(Data entries)
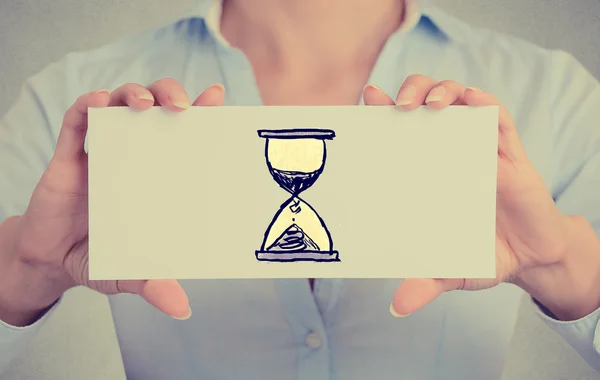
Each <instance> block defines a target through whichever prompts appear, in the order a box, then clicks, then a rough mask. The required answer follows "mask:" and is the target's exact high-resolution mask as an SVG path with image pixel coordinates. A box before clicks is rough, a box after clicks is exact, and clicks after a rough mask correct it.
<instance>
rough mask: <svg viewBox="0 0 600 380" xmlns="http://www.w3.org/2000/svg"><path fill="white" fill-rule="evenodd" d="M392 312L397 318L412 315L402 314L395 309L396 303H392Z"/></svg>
mask: <svg viewBox="0 0 600 380" xmlns="http://www.w3.org/2000/svg"><path fill="white" fill-rule="evenodd" d="M390 314H392V315H393V316H394V317H396V318H403V317H406V316H407V315H410V314H406V315H402V314H400V313H398V312H397V311H396V310H395V309H394V304H393V303H391V304H390Z"/></svg>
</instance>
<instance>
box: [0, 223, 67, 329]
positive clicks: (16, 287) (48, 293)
mask: <svg viewBox="0 0 600 380" xmlns="http://www.w3.org/2000/svg"><path fill="white" fill-rule="evenodd" d="M18 229H19V217H11V218H9V219H7V220H5V221H4V222H3V223H0V320H2V321H4V322H5V323H8V324H10V325H13V326H27V325H29V324H31V323H33V322H35V320H36V319H37V318H38V317H39V315H40V314H41V313H43V312H44V311H45V310H46V309H47V308H48V307H49V306H51V305H52V304H53V303H54V302H56V300H57V299H58V298H59V297H60V296H61V295H62V293H63V292H64V291H66V290H67V289H68V286H67V284H66V283H65V281H64V279H62V278H60V277H56V276H53V275H50V274H49V273H47V272H45V271H44V270H43V268H41V267H38V266H35V265H31V264H29V263H26V262H24V261H23V260H21V259H20V254H19V248H18V243H17V242H18V236H19V231H18Z"/></svg>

= ACTIVITY =
From the records above, copy only the lines starting with the line that holds "rough mask: <svg" and going on through the line that holds "box: [0, 223, 67, 329]", exactly as written.

= SOLUTION FOR THIS PROBLEM =
rough mask: <svg viewBox="0 0 600 380" xmlns="http://www.w3.org/2000/svg"><path fill="white" fill-rule="evenodd" d="M392 312L397 318L412 315L402 314L395 309L396 303H392Z"/></svg>
mask: <svg viewBox="0 0 600 380" xmlns="http://www.w3.org/2000/svg"><path fill="white" fill-rule="evenodd" d="M390 314H392V315H393V316H394V317H396V318H403V317H406V316H407V315H410V314H406V315H402V314H400V313H398V312H397V311H396V310H395V309H394V304H393V303H391V304H390Z"/></svg>
</instance>
<instance>
box: [0, 223, 67, 329]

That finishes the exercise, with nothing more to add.